Task statement ▸ Leaving out every picture, output the records below exactly as they are.

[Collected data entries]

--------------------

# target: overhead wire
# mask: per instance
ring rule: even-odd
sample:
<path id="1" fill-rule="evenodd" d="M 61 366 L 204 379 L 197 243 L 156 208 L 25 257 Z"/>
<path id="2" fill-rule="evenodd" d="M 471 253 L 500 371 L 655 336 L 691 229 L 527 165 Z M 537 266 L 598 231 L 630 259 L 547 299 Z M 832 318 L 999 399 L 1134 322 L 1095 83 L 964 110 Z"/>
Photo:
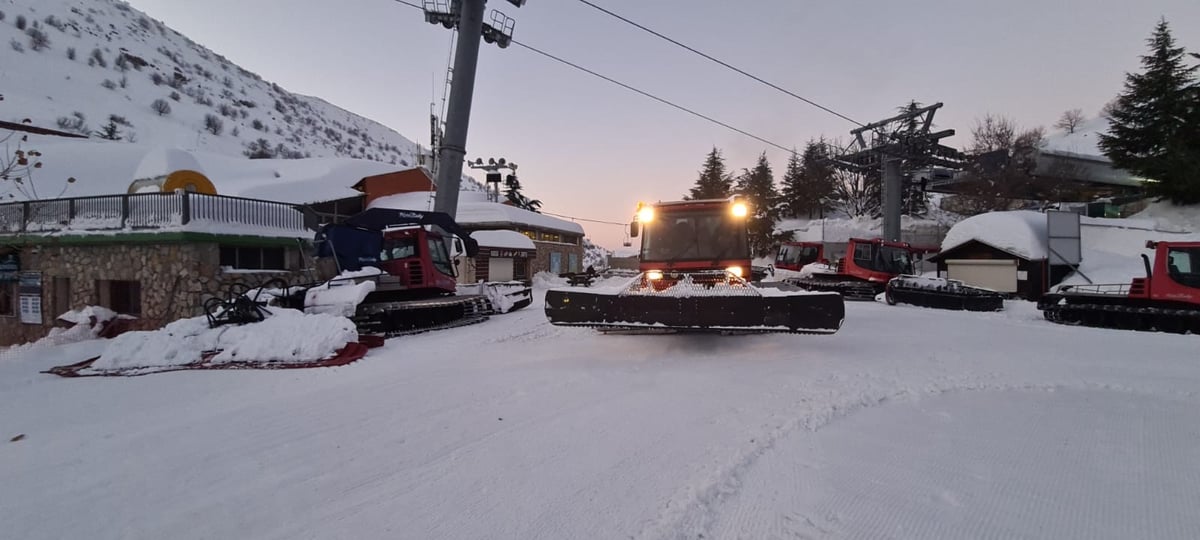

--------------------

Task response ▸
# target: overhead wire
# mask: per instance
ring rule: even-odd
sample:
<path id="1" fill-rule="evenodd" d="M 61 366 L 204 379 L 197 243 L 156 208 L 25 257 Z"/>
<path id="2" fill-rule="evenodd" d="M 471 253 L 500 371 L 655 336 L 691 229 L 527 165 Z M 537 266 L 598 231 L 630 259 L 547 299 Z M 832 318 L 999 399 L 1134 322 L 1095 83 L 964 110 Z"/>
Photo:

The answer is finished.